This is just another humdrum morning at the Dallas County Courthouse, haggling over another simple, no-name case: a young Arkansas woman, an aspiring actress, had come to Dallas seeking work. She had rented a house in University Park-a house, it turned out, that had two side doors that did not lock. One night, when the woman was home sleeping, a man came through one of the doors and raped her. Now she is suing her landlords, claiming they knew about the faulty locks but never fixed them.

The rape victim, auburn-haired and freckled, takes the witness stand. As she begins to speak, her eyes fill with tears. At 5:30 in the morning she had felt someone on her bed. He had talked to her. He had put a knife to her throat. He had pulled down his pants. It had tasted, she recalls tearfully, like a dirty toilet.

The room is still. Jurors lean forward in their chairs, intent on catching every word. The witness’s sister, sitting in the back of the room, dabs her eyes with a tissue. Then suddenly, there is a noise. It is a strange noise. A slightly grating noise. A sound like sandpaper against wood, only more intimate, less frenetic. It is a bizarre noise, a noise in no way related to the workings of a courtroom. Or the testimony of a traumatized woman.

Heads turn, including mine. The noise is coming from the front of the room. It is coming from the judge. It is Catherine Crier. Filing her nails on the bench.

## Direction
Reproduce the courtroom passage above word for word, in full.

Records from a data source
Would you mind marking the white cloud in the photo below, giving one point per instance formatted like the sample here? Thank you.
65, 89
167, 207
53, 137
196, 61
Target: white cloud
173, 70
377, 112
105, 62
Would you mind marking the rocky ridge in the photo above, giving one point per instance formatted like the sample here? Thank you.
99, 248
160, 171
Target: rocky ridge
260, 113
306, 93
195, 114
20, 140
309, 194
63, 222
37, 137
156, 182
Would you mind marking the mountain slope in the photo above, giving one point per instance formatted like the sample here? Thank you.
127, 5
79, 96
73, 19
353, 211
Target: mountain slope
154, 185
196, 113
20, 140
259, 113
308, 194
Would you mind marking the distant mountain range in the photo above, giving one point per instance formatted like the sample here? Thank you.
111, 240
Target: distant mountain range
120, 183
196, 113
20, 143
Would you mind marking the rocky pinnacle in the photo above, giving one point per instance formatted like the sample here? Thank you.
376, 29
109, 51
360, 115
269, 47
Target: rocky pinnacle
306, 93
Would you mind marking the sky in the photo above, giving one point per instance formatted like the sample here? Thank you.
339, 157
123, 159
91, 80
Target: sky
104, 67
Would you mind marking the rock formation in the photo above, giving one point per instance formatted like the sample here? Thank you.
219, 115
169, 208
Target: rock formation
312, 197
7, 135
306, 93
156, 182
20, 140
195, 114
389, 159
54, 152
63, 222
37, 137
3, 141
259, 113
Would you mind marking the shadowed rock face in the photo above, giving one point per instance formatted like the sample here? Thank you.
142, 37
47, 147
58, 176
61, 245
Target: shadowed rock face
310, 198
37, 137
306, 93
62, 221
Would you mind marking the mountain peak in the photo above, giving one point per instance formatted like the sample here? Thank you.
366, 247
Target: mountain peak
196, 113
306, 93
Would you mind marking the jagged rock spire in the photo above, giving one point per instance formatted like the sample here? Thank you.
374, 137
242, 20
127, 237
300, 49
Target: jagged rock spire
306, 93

## Written reply
This is just another humdrum morning at the Dallas County Courthouse, haggling over another simple, no-name case: a young Arkansas woman, an aspiring actress, had come to Dallas seeking work. She had rented a house in University Park-a house, it turned out, that had two side doors that did not lock. One night, when the woman was home sleeping, a man came through one of the doors and raped her. Now she is suing her landlords, claiming they knew about the faulty locks but never fixed them.

The rape victim, auburn-haired and freckled, takes the witness stand. As she begins to speak, her eyes fill with tears. At 5:30 in the morning she had felt someone on her bed. He had talked to her. He had put a knife to her throat. He had pulled down his pants. It had tasted, she recalls tearfully, like a dirty toilet.

The room is still. Jurors lean forward in their chairs, intent on catching every word. The witness’s sister, sitting in the back of the room, dabs her eyes with a tissue. Then suddenly, there is a noise. It is a strange noise. A slightly grating noise. A sound like sandpaper against wood, only more intimate, less frenetic. It is a bizarre noise, a noise in no way related to the workings of a courtroom. Or the testimony of a traumatized woman.

Heads turn, including mine. The noise is coming from the front of the room. It is coming from the judge. It is Catherine Crier. Filing her nails on the bench.